### Data
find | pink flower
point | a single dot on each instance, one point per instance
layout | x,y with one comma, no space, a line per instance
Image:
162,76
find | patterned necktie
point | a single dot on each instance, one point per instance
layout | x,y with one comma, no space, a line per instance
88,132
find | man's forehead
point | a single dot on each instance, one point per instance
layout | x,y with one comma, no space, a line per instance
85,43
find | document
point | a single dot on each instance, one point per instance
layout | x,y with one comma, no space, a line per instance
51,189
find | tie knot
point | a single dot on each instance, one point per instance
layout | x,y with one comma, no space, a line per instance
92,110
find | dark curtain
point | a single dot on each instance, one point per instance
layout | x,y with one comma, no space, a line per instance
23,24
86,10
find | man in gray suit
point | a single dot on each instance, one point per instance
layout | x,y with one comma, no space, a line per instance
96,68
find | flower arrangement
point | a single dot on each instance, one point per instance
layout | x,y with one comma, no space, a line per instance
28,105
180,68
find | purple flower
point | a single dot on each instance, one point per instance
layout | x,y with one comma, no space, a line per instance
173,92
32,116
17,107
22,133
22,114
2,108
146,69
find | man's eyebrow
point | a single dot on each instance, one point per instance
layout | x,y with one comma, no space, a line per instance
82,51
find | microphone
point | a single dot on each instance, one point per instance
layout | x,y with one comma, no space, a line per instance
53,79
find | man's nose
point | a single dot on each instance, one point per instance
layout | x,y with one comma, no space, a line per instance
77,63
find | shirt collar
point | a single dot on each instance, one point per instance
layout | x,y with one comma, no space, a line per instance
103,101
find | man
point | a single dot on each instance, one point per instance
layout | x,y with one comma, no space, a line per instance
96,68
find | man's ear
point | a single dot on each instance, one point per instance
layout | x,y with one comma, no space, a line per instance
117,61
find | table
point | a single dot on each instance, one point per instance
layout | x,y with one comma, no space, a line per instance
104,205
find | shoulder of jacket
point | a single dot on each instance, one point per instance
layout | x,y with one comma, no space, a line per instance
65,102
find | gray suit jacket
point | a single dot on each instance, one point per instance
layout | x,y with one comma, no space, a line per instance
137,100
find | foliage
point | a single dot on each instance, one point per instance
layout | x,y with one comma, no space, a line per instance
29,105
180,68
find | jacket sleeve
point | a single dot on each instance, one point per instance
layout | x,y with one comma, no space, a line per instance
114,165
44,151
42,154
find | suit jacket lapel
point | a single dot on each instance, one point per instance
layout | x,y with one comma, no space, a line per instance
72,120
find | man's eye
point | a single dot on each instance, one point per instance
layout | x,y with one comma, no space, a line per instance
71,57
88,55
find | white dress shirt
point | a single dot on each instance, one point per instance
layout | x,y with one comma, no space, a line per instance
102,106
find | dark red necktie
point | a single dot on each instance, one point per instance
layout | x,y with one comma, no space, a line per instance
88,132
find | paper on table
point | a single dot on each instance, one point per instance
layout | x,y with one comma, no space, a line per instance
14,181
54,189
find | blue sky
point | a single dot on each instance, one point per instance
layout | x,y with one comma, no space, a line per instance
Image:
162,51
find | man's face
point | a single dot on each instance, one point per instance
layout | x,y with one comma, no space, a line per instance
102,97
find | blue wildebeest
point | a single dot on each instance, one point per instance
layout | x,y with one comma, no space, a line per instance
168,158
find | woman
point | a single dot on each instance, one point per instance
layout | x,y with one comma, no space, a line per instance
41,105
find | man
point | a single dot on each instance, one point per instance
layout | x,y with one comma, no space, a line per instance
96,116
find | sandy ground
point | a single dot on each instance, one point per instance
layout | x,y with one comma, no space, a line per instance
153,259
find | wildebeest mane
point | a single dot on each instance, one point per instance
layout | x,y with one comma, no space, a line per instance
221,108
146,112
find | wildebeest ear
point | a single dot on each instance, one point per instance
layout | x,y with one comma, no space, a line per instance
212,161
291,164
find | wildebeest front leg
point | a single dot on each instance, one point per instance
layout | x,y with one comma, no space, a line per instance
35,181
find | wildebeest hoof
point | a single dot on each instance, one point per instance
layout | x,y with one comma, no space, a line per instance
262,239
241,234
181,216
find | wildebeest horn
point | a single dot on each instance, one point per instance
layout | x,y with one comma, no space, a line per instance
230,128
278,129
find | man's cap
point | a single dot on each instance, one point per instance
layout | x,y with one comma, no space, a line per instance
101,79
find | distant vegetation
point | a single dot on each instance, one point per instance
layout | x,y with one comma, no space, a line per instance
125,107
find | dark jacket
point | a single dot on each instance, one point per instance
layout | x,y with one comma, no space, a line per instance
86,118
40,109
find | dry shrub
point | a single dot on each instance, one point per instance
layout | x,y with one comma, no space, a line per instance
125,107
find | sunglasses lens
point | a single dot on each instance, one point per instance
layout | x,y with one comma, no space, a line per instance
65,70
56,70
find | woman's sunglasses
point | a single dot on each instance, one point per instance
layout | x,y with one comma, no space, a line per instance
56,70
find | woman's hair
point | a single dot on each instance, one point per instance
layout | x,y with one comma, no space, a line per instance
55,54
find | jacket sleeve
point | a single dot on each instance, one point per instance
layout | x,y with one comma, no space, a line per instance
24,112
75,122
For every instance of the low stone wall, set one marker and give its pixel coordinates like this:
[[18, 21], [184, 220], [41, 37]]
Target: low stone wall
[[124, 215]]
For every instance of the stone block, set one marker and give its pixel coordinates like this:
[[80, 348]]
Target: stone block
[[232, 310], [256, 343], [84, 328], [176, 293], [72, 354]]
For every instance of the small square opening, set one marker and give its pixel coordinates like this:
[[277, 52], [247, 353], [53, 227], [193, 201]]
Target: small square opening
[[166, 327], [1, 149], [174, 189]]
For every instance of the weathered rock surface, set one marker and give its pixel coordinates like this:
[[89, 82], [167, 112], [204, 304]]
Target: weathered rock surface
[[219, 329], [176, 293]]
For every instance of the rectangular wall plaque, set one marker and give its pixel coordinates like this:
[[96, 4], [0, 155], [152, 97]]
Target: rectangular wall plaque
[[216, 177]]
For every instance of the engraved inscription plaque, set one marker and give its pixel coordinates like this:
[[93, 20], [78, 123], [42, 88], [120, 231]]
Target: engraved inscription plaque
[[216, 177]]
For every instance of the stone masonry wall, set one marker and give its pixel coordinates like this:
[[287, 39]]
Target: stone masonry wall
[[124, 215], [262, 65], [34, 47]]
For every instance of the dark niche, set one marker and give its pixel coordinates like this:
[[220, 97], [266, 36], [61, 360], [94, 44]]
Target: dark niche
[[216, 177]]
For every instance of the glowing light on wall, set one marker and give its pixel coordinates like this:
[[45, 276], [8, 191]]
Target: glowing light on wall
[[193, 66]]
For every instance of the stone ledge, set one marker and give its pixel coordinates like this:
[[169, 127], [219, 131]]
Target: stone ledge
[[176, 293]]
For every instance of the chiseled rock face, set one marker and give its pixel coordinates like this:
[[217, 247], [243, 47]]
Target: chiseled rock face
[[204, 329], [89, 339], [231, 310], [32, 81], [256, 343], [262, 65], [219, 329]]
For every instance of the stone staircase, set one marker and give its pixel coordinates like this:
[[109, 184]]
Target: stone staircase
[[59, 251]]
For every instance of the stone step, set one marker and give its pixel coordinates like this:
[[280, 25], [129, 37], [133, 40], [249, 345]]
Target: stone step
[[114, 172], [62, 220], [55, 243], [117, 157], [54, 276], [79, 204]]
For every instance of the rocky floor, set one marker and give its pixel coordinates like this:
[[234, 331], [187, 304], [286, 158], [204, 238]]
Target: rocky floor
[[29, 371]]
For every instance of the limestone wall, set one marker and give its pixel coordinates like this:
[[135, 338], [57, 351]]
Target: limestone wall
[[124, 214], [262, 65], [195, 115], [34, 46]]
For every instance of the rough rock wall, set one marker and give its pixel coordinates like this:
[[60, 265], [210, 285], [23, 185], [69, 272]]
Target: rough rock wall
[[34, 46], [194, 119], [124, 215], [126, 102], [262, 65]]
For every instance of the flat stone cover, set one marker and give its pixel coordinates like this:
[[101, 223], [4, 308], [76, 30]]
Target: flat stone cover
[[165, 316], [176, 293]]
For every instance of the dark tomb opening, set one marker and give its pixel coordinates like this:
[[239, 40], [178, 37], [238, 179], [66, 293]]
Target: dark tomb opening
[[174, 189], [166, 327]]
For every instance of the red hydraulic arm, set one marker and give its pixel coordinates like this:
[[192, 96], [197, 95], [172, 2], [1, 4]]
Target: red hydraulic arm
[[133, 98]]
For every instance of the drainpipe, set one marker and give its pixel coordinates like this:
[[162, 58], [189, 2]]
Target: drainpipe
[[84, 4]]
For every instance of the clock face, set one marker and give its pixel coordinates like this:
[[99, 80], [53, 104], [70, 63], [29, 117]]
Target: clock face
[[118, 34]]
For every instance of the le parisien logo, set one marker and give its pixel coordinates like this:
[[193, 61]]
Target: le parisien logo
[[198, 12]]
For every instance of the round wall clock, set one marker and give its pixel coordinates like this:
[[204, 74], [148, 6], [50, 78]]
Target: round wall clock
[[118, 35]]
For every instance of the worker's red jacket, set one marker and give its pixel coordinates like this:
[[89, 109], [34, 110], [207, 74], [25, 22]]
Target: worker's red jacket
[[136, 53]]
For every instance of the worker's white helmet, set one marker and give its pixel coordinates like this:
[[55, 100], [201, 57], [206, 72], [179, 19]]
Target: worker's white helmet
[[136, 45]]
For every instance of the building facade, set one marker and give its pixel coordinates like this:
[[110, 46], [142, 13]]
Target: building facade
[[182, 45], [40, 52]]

### Task instructions
Show every line above in which the word "necktie" is found.

### Task answer
find | patterned necktie
find | dark red necktie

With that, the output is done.